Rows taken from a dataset
## Start

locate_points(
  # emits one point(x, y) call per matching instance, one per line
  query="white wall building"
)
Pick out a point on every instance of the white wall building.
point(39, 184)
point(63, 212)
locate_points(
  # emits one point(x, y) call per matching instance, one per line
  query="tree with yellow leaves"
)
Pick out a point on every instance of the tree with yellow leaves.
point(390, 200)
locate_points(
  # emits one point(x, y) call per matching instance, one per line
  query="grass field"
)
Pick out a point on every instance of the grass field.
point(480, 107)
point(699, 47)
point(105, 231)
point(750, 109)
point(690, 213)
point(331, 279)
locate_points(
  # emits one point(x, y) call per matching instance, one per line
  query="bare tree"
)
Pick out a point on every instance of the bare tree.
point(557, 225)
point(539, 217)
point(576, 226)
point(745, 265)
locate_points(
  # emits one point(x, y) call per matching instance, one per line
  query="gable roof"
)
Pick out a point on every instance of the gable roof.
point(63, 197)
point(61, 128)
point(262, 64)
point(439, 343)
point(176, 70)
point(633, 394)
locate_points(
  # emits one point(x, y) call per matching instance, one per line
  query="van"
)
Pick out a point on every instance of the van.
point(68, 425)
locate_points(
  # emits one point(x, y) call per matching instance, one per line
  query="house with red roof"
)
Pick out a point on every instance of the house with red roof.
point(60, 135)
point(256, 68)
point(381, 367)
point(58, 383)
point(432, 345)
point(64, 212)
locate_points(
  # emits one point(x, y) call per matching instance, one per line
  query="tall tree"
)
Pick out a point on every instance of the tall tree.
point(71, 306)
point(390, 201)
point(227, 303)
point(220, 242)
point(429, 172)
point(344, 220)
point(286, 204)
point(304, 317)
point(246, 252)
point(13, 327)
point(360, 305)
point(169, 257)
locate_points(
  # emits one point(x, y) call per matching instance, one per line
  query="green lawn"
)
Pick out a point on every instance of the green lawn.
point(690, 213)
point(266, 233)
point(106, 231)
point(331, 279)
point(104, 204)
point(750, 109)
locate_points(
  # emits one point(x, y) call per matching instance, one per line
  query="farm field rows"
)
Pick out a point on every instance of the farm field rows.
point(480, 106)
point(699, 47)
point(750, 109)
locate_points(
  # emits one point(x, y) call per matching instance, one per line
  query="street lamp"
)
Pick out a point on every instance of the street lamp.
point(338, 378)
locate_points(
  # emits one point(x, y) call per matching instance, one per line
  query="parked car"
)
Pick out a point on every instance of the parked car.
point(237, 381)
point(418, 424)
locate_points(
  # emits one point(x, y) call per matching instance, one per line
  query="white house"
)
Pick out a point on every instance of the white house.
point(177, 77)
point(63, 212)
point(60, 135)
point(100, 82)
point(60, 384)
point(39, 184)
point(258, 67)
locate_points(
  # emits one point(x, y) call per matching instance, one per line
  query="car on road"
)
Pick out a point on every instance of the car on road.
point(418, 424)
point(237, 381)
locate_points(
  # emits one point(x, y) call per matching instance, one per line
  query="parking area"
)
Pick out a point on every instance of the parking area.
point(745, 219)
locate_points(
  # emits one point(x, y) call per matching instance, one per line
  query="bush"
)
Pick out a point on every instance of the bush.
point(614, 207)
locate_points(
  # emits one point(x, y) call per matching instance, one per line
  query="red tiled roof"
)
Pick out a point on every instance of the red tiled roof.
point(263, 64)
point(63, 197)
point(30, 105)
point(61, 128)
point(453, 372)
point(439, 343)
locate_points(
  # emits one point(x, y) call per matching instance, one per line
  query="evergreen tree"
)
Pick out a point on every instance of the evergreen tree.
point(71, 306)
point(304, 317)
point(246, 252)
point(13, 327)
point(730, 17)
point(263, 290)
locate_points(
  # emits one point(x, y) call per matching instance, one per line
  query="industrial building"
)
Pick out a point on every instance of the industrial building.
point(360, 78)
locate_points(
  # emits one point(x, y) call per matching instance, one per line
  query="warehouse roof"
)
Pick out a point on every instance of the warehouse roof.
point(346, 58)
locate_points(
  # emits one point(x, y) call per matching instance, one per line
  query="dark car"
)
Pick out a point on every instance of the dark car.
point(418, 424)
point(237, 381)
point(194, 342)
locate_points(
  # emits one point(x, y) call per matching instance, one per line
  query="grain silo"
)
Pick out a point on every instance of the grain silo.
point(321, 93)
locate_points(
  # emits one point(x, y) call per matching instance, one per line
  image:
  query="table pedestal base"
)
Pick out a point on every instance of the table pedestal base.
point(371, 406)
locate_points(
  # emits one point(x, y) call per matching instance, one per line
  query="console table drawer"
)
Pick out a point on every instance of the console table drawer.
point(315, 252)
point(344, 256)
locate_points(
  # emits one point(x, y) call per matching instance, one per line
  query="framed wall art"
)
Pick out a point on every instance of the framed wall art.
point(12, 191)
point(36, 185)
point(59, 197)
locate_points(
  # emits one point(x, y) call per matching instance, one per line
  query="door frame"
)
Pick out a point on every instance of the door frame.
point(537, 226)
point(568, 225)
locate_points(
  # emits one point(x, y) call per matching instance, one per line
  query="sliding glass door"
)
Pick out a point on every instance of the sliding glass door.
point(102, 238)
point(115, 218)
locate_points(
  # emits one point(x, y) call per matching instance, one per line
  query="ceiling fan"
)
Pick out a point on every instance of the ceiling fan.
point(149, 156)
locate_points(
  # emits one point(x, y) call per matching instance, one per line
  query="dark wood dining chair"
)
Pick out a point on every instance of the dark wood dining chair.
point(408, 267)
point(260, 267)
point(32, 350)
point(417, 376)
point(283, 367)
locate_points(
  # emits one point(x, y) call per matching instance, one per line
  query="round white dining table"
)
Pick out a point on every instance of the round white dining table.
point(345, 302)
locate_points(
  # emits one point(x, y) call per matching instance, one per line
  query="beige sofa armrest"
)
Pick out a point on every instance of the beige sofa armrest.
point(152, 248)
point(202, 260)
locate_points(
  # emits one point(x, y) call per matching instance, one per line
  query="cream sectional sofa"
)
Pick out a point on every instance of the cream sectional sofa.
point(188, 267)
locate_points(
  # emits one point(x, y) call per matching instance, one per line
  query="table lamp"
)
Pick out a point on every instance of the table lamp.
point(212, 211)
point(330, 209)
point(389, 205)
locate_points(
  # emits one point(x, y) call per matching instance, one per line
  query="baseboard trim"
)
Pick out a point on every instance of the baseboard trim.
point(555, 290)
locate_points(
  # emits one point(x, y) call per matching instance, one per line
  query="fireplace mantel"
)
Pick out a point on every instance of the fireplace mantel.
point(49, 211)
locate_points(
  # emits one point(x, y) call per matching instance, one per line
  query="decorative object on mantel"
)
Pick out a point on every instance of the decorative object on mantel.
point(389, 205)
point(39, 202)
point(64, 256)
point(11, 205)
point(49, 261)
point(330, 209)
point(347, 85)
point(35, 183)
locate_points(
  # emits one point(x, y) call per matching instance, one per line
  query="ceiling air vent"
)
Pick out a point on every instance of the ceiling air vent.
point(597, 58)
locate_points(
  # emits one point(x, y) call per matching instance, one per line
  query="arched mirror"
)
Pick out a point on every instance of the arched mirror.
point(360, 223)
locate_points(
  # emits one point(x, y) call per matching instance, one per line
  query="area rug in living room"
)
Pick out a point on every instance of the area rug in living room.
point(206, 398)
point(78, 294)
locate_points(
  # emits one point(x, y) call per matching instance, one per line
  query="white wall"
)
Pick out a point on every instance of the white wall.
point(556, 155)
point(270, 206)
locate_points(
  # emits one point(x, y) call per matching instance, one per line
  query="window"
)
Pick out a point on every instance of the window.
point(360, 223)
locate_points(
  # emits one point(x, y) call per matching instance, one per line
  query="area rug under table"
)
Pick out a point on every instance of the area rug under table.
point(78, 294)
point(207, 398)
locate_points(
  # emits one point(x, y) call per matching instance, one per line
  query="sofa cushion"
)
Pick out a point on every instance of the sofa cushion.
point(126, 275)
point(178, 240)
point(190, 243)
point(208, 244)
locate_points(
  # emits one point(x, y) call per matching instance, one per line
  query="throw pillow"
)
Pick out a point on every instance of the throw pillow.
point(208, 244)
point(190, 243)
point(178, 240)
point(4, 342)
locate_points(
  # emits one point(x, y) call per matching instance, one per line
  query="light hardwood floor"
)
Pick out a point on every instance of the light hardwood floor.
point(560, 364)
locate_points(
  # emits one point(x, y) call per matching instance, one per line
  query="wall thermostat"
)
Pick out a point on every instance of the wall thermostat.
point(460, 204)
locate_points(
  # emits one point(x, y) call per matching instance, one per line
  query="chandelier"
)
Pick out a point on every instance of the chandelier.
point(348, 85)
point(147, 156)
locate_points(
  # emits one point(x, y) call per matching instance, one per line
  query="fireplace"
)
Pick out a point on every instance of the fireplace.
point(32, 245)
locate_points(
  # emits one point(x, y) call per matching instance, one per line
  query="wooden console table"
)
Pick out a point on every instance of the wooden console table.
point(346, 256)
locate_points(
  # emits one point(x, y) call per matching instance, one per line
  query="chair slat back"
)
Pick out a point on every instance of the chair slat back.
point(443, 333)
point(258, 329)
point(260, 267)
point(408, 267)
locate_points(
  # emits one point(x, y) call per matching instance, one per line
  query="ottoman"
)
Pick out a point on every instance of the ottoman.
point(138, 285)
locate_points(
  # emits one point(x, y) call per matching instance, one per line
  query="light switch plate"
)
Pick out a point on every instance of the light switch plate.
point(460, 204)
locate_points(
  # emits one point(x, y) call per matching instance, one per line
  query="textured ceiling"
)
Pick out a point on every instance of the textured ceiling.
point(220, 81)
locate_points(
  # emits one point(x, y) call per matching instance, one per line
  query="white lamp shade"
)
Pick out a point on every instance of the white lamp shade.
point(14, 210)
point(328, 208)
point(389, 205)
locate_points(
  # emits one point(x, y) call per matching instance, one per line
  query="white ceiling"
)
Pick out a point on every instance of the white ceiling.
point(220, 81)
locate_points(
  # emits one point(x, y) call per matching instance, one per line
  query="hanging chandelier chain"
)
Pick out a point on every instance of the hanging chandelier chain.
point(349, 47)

## End

## Short exercise
Reproduce, without alteration, everything in the records from the very first line down to and including the line that contains "point(68, 425)".

## Full solution
locate_points(
  # emits one point(x, y) call per matching instance, one per line
  query="white wall building"
)
Pick out a point on every instance of the white wall building.
point(39, 184)
point(63, 212)
locate_points(
  # emits one point(x, y) call per matching instance, one per line
  query="tree with yellow leaves"
)
Pick out a point on every instance of the tree with yellow leaves.
point(390, 200)
locate_points(
  # emits one point(x, y) call per matching instance, one per line
  query="grass field"
)
Pick out a point on every instance of the grass field.
point(480, 107)
point(699, 47)
point(105, 231)
point(750, 109)
point(690, 213)
point(331, 279)
locate_points(
  # emits one point(x, y) call per matching instance, one per line
  query="bare tree"
)
Pick out a point on every instance of the bare tree.
point(557, 225)
point(539, 217)
point(576, 226)
point(745, 265)
locate_points(
  # emits one point(x, y) call per matching instance, one per line
  query="gable roof"
)
Pick out a point on every instance of the gable roof.
point(63, 197)
point(61, 128)
point(262, 64)
point(439, 343)
point(176, 70)
point(633, 394)
locate_points(
  # emits one point(x, y) call per matching instance, one per line
  query="van"
)
Pick out a point on every instance of the van.
point(68, 425)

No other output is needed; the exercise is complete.